┌────────
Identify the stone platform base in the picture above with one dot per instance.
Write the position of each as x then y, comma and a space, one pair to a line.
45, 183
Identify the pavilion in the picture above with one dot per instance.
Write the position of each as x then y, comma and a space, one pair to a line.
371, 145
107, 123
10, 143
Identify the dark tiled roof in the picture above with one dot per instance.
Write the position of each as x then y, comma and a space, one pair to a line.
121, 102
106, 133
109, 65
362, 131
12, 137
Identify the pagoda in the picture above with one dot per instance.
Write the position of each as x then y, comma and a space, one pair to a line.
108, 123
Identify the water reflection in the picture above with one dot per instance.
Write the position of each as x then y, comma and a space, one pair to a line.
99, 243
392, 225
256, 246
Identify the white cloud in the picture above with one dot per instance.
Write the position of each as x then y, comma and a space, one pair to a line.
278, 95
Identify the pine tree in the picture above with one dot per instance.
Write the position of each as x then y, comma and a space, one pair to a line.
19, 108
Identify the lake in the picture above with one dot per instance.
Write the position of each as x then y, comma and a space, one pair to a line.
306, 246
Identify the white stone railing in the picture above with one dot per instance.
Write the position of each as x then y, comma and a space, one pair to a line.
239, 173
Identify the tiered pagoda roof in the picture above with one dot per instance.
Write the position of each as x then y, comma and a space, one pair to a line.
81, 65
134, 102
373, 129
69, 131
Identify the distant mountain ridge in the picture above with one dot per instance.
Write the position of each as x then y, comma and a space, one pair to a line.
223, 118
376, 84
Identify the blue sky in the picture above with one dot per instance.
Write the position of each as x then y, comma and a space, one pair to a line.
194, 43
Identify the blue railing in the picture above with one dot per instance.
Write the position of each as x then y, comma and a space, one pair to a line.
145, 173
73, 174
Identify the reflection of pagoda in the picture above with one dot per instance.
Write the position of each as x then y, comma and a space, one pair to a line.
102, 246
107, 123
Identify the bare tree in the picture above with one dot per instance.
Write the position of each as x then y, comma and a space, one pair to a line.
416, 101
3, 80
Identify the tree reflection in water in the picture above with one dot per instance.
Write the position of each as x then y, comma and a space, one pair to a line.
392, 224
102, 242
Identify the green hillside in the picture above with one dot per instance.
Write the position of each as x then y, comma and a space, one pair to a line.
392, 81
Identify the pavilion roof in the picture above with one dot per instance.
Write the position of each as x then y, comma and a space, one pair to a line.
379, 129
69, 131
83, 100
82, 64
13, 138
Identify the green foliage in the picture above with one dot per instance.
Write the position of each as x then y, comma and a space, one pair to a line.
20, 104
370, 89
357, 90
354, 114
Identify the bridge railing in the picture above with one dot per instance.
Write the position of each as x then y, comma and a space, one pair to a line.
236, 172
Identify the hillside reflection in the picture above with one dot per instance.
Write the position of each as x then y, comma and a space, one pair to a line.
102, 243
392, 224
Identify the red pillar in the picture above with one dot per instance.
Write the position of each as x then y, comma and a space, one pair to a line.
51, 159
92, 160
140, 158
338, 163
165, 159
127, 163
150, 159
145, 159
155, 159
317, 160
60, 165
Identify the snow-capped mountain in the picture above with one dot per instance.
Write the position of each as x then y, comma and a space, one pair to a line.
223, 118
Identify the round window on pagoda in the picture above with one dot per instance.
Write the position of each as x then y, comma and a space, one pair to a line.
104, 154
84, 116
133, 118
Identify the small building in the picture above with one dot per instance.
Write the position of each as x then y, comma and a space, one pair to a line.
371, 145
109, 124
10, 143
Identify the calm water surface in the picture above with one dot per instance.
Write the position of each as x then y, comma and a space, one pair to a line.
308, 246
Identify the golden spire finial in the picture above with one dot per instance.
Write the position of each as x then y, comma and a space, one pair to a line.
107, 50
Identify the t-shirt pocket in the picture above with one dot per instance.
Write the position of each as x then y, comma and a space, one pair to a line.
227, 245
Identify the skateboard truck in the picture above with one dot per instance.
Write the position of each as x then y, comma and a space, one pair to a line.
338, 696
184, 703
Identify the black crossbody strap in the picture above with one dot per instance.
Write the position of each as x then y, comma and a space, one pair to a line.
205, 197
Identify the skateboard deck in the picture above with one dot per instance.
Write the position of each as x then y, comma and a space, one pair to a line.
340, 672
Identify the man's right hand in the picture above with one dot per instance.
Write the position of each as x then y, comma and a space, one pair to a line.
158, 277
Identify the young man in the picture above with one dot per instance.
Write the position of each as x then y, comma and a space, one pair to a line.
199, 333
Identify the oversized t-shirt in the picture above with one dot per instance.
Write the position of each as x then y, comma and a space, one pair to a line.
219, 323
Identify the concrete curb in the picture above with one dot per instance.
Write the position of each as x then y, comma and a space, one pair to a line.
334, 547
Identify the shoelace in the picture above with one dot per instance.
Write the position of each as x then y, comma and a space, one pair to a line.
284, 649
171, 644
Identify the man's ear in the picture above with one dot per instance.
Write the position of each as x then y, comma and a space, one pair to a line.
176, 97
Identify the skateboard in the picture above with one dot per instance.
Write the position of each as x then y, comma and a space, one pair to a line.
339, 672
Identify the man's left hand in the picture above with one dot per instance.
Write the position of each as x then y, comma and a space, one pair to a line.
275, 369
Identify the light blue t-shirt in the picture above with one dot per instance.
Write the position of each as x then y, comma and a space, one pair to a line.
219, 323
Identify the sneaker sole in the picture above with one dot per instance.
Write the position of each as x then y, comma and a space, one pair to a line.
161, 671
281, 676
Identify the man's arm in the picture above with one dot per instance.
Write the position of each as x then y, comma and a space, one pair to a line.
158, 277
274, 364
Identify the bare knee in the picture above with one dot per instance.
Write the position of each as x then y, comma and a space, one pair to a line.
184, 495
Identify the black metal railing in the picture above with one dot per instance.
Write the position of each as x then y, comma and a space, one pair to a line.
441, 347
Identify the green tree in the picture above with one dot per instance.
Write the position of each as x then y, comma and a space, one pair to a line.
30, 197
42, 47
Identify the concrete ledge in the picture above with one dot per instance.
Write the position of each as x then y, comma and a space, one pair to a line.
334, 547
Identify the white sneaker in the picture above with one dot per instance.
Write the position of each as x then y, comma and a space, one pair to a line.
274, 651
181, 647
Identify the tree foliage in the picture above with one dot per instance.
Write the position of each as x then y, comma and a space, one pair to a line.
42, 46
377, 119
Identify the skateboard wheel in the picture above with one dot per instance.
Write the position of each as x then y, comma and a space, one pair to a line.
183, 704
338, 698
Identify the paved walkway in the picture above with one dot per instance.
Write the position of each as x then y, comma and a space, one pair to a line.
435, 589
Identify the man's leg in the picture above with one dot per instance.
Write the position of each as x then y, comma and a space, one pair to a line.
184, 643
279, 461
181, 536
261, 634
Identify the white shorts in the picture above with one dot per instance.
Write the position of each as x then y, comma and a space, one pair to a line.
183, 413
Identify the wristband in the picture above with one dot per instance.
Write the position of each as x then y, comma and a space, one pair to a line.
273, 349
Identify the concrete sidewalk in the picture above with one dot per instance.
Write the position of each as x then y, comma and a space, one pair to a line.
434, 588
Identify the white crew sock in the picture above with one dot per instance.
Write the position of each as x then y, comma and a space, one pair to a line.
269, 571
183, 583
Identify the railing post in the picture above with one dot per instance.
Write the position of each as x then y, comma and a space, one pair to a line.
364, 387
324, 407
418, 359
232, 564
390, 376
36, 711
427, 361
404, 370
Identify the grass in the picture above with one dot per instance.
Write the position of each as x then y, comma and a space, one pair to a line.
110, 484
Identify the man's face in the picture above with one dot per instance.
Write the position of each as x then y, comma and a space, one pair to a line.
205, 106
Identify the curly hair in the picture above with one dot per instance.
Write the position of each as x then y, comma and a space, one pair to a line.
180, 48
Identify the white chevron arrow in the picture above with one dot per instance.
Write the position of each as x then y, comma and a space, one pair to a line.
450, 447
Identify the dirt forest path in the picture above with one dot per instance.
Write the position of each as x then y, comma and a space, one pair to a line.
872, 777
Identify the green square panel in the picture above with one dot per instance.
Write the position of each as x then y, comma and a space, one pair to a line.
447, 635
└────────
Give again the lines from the line holding "Identify the grass" through the close of the listing, both included, exactly as written and with nothing else.

Identify the grass in the picture above with one dot per instance.
Write the position of each as x then y, comma and a space, one pair to a line.
110, 484
Identify the man's face in the picture above with one dot per instance.
Write the position of each as x then y, comma and a space, one pair to a line.
205, 106
Identify the curly hair in the picture above with one dot per instance.
Write the position of each as x then y, comma and a space, one pair to a line.
180, 48
Identify the white chevron arrow in the picture above with one dot per instance.
Write the position of each as x then y, comma and a space, one pair to a line.
450, 447
Identify the dirt forest path in the picture above with one dot per instance.
Write the position of each as x then y, comma and a space, one pair to a line.
872, 777
Identify the green square panel in the picture above with one dot per instance.
Write the position of each as x then y, comma and a space, one pair to a line.
447, 635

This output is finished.